━━━━━ Input data

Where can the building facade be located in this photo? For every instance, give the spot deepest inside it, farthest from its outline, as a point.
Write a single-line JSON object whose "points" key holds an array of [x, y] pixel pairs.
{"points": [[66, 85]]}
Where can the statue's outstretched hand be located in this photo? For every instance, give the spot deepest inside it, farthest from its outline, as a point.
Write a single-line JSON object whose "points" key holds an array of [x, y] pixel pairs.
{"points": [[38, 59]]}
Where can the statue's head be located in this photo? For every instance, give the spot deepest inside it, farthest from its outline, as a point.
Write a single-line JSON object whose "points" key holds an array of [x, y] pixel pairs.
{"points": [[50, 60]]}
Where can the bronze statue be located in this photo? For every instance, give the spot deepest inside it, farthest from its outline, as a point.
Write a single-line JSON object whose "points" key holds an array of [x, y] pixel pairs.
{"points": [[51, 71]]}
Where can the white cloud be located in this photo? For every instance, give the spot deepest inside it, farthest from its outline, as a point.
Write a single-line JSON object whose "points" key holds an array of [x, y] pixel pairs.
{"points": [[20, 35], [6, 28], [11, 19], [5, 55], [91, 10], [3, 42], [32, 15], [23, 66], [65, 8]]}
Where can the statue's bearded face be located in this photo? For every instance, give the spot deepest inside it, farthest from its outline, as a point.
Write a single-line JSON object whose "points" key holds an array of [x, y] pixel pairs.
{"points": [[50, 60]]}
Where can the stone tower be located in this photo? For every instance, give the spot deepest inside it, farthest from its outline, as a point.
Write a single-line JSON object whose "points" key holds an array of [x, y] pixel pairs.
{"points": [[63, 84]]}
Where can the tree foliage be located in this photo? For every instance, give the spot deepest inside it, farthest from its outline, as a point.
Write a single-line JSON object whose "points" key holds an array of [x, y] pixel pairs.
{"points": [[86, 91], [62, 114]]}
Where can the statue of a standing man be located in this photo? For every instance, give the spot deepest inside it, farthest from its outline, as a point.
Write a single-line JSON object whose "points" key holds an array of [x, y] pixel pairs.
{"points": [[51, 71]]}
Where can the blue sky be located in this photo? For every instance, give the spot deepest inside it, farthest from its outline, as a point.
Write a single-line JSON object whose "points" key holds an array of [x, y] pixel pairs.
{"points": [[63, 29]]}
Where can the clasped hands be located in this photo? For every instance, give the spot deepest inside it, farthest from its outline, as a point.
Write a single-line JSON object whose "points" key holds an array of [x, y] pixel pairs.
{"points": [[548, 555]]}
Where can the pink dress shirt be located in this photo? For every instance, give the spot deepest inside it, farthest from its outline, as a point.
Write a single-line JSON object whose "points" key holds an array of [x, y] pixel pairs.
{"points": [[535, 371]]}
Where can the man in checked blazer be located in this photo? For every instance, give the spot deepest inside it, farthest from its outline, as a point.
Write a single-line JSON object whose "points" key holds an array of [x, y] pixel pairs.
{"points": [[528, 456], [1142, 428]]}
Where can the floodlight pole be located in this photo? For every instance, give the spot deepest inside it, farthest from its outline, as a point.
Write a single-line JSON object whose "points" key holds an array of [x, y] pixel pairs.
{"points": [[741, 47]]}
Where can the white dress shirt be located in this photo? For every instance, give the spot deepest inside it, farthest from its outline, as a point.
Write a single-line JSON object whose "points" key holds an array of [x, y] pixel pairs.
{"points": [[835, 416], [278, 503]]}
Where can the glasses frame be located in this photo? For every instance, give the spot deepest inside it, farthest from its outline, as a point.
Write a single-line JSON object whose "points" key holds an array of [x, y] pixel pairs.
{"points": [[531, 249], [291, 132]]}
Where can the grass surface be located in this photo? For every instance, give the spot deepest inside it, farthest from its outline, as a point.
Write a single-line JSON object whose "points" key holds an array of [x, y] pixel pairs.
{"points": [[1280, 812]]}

━━━━━━━━━━
━━━━━ Input data

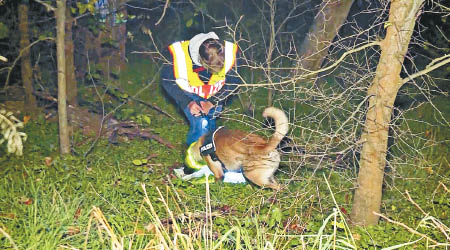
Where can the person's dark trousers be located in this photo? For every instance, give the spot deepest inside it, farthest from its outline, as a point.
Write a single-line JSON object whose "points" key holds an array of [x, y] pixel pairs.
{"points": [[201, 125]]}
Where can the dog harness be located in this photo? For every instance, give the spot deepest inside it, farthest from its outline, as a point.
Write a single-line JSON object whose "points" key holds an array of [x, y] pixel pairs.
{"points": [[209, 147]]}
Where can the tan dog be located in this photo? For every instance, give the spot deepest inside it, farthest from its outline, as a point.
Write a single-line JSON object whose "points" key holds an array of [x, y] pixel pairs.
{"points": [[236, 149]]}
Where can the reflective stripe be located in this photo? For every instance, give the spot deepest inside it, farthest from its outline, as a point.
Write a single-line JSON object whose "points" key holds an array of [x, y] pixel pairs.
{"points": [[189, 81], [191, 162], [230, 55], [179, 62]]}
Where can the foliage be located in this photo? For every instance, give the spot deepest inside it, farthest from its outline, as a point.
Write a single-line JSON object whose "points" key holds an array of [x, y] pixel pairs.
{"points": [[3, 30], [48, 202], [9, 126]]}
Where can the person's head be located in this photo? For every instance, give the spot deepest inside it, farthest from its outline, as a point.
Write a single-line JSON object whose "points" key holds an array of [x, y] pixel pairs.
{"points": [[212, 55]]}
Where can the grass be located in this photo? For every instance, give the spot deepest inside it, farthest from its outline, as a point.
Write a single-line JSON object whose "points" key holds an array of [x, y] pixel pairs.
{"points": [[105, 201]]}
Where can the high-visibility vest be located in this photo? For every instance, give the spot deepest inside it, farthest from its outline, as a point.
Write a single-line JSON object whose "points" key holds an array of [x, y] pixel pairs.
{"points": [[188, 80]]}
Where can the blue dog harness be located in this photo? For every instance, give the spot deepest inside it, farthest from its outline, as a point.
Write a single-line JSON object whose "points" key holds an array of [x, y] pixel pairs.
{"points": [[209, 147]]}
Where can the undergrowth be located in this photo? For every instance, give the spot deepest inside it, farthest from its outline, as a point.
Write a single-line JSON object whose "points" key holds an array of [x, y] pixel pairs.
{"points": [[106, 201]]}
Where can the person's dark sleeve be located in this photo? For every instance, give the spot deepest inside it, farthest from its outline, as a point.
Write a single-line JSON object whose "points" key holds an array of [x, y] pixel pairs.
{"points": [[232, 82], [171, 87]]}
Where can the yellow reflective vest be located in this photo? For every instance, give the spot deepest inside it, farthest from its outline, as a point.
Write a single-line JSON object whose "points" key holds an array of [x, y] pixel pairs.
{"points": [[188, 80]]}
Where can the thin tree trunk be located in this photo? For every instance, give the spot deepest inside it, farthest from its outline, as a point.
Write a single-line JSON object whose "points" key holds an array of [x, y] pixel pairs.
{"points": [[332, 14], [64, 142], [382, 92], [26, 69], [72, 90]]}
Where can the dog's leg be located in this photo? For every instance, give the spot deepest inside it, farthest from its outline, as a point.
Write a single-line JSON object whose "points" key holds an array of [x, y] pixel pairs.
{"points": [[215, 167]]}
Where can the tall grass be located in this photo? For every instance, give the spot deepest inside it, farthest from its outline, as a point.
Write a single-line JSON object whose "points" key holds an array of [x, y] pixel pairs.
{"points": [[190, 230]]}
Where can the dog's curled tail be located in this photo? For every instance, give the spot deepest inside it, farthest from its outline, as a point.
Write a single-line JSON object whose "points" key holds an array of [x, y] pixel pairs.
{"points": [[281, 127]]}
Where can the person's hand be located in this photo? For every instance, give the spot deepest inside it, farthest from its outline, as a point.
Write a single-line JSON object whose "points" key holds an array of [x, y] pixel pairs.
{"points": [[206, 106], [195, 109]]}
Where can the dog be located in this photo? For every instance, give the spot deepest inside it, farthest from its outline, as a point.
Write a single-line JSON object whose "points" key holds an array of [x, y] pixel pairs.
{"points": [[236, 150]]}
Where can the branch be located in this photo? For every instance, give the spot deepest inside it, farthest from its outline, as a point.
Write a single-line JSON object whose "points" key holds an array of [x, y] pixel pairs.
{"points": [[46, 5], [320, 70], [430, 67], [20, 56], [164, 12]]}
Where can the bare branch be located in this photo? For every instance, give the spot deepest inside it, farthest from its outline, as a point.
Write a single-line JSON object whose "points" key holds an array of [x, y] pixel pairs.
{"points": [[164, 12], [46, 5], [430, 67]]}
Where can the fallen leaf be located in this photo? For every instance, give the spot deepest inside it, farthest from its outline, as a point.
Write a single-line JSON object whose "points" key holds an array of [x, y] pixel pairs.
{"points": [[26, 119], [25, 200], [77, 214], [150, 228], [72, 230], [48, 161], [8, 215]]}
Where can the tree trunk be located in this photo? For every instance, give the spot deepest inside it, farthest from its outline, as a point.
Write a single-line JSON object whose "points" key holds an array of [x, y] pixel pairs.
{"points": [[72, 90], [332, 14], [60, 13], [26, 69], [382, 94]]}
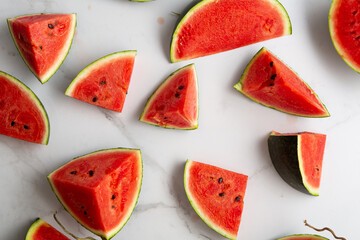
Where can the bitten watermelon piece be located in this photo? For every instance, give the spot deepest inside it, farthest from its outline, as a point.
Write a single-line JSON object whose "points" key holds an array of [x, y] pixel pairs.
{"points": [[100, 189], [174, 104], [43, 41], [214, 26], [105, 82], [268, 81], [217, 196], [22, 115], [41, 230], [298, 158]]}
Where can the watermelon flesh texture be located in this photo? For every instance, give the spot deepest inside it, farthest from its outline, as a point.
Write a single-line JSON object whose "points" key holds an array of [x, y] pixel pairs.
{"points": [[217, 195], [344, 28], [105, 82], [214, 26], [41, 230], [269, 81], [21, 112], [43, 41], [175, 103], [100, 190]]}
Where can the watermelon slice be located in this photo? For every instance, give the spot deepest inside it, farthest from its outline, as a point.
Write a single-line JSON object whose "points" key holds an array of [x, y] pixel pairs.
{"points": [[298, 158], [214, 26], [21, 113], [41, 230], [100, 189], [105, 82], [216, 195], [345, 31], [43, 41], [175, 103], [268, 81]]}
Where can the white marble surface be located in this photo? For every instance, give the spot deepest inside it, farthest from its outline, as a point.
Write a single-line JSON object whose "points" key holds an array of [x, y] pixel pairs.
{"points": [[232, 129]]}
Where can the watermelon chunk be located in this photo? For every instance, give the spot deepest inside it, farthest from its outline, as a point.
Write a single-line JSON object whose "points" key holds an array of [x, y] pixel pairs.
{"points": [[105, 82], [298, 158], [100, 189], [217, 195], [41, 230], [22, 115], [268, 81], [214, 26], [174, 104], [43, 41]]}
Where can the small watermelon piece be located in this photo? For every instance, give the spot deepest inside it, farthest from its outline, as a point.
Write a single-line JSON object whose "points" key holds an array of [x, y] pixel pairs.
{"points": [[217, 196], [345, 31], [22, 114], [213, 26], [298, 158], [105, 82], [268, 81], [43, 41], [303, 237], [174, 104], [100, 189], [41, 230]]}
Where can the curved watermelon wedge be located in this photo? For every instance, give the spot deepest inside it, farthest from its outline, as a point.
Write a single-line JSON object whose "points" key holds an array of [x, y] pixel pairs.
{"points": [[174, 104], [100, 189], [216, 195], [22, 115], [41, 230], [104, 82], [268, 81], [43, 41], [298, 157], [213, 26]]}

━━━━━━━━━━

#### What this task involves
Would you retype exactly the lines above, from the line with "Where can the person's head" to the line with "Where can the high-visibility", with both end lines kept and nothing more?

#### Expected answer
Where can the person's head be located in this photo? For every instance, give the spot deepest inside it, farthest from its outline, as a point.
Write a single-line JSON object whose "points" key holds an array of [x, y] pixel pairs.
{"points": [[212, 55]]}
Where can the grass be located in this photo? For every instance, give the spot deepest inside it, farthest from its outline, as a point.
Write a single-line JSON object whose "points" key holds an array of [x, y] pixel pairs.
{"points": [[105, 201]]}
Where can the high-visibility vest be located in this photo? For every instance, give the spot deepest inside it, farthest from its outline, as a point.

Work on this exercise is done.